Assigned task –
Repeat each entry below exactly as it stands.
──────── Data listing
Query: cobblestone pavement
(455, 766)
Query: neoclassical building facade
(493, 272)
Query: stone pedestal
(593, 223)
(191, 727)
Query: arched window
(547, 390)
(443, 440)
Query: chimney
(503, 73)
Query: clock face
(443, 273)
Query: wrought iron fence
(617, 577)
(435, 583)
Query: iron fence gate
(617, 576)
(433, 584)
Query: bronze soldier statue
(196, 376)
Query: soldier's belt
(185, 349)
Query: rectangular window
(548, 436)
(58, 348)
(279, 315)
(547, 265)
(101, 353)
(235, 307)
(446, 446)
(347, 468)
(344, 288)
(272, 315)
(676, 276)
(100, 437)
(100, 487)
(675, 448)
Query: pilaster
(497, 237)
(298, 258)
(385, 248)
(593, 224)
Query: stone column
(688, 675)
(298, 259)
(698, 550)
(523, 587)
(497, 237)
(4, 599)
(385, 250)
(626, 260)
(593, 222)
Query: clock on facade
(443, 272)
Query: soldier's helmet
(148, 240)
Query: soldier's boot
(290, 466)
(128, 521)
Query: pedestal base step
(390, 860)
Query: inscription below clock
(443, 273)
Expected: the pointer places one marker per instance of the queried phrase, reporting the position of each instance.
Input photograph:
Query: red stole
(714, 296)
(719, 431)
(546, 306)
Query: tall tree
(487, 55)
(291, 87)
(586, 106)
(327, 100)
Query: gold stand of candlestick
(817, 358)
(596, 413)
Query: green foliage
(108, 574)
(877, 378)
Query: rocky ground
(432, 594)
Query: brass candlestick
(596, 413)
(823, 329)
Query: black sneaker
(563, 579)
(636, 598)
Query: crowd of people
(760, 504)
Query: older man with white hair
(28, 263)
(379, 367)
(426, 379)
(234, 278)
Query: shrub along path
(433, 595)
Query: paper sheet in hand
────────────────
Response to this exercise –
Query: cobblestone pavement
(455, 766)
Query: neoclassical building facade
(493, 272)
Query: stone pedestal
(593, 223)
(191, 727)
Query: arched window
(547, 390)
(443, 440)
Query: chimney
(503, 73)
Query: clock face
(443, 273)
Query: wrought iron fence
(617, 577)
(435, 583)
Query: iron fence gate
(617, 576)
(433, 584)
Query: bronze soldier statue
(196, 376)
Query: soldier's belt
(185, 349)
Query: rectangular window
(548, 436)
(58, 348)
(279, 315)
(547, 265)
(101, 353)
(235, 307)
(446, 446)
(347, 468)
(344, 288)
(272, 315)
(676, 276)
(100, 437)
(100, 487)
(675, 448)
Query: pilaster
(497, 237)
(298, 258)
(385, 248)
(593, 224)
Query: stone column
(688, 675)
(298, 259)
(698, 550)
(523, 587)
(497, 237)
(4, 599)
(385, 250)
(626, 260)
(593, 222)
Query: clock on facade
(443, 272)
Query: soldier's helmet
(148, 240)
Query: soldier's boot
(290, 466)
(128, 521)
Query: pedestal base step
(390, 860)
Query: inscription below clock
(443, 273)
Expected: the pointer places one marker per instance of the queried phrase, reporting the position of each instance.
Input photograph:
Query: red stole
(714, 296)
(719, 431)
(546, 306)
Query: tall tree
(487, 55)
(291, 87)
(586, 106)
(327, 100)
Query: gold stand of candlestick
(817, 358)
(596, 413)
Query: green foliage
(108, 574)
(877, 378)
Query: rocky ground
(432, 594)
Query: brass candlestick
(596, 413)
(823, 329)
Query: black sneaker
(563, 579)
(636, 598)
Query: crowd of people
(760, 504)
Query: older man with white hair
(28, 263)
(379, 367)
(426, 379)
(234, 278)
Query: shrub along path
(433, 595)
Query: paper sheet in hand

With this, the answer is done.